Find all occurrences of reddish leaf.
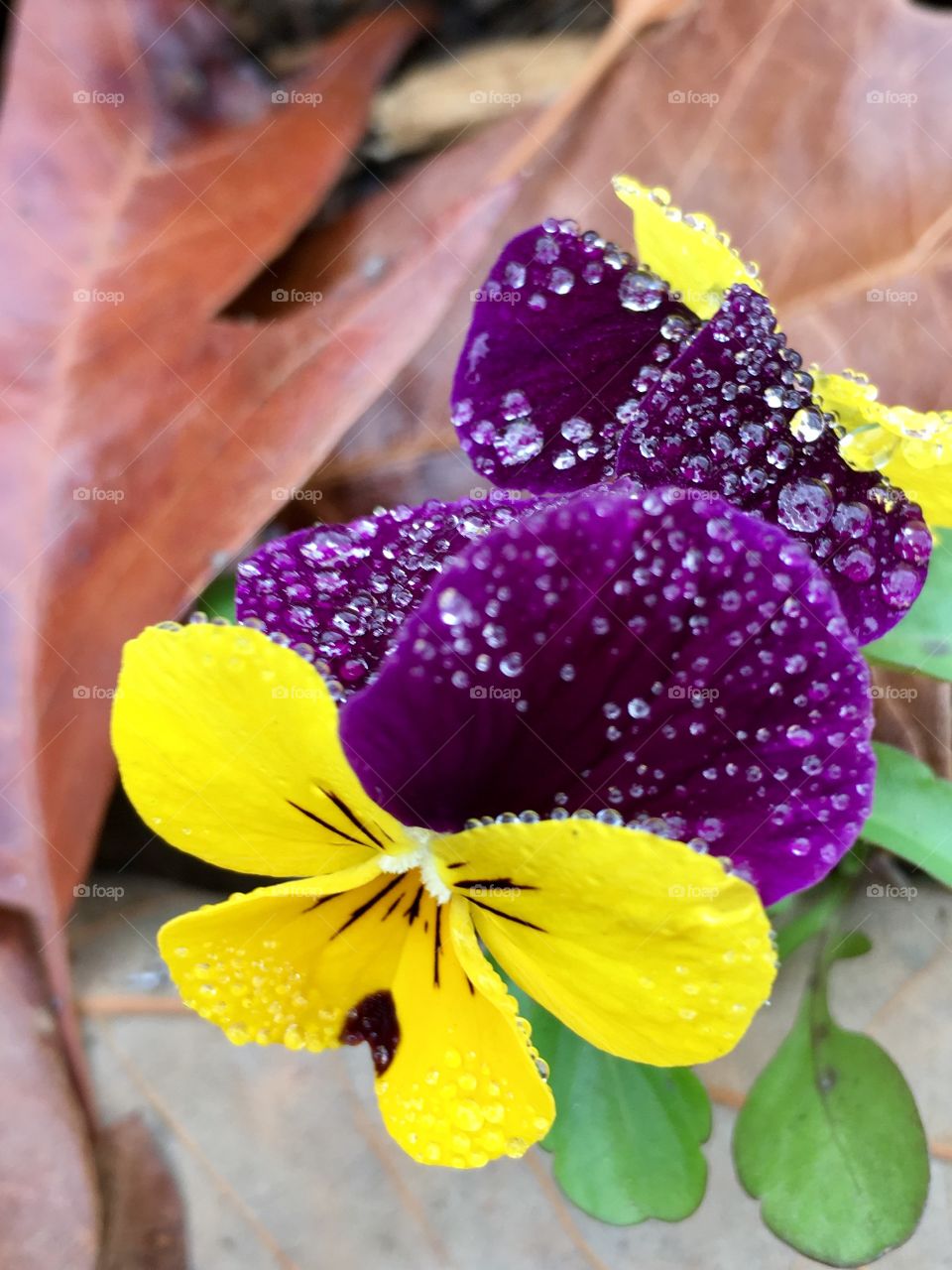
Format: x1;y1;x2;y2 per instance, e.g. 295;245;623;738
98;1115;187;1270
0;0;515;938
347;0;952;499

...

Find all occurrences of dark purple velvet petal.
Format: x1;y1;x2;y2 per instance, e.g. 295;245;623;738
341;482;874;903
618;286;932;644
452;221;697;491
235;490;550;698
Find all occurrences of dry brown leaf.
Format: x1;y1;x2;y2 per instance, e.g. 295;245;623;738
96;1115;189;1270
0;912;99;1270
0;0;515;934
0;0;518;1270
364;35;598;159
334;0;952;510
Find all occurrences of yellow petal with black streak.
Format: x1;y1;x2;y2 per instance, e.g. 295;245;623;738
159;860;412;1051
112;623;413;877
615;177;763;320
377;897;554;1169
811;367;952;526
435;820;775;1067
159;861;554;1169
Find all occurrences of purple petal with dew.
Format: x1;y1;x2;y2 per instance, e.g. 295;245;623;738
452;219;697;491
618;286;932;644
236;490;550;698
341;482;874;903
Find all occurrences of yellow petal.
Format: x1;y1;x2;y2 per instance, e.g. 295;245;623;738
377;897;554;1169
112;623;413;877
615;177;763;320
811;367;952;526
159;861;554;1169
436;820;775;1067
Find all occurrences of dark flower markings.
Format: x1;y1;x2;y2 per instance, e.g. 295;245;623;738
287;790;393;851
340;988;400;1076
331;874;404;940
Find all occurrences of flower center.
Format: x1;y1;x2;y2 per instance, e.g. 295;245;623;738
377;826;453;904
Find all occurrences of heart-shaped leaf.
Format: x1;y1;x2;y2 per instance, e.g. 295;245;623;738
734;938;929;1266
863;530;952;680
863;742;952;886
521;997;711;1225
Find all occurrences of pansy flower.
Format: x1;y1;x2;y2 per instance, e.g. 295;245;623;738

» **Exercise instructions**:
Switch "reddish leaf" to "red leaf" in the part that opens with the line containing "Find all occurrences of reddish leaf." and closes with the line containing "347;0;952;499", and write that part out again with nothing else changed. Leave the picture out of your answer.

» **Full solution**:
Find all occurrences of red leaf.
Format: x1;y1;x2;y2 per instance, e.g. 295;245;623;738
98;1115;187;1270
0;0;515;938
347;0;952;499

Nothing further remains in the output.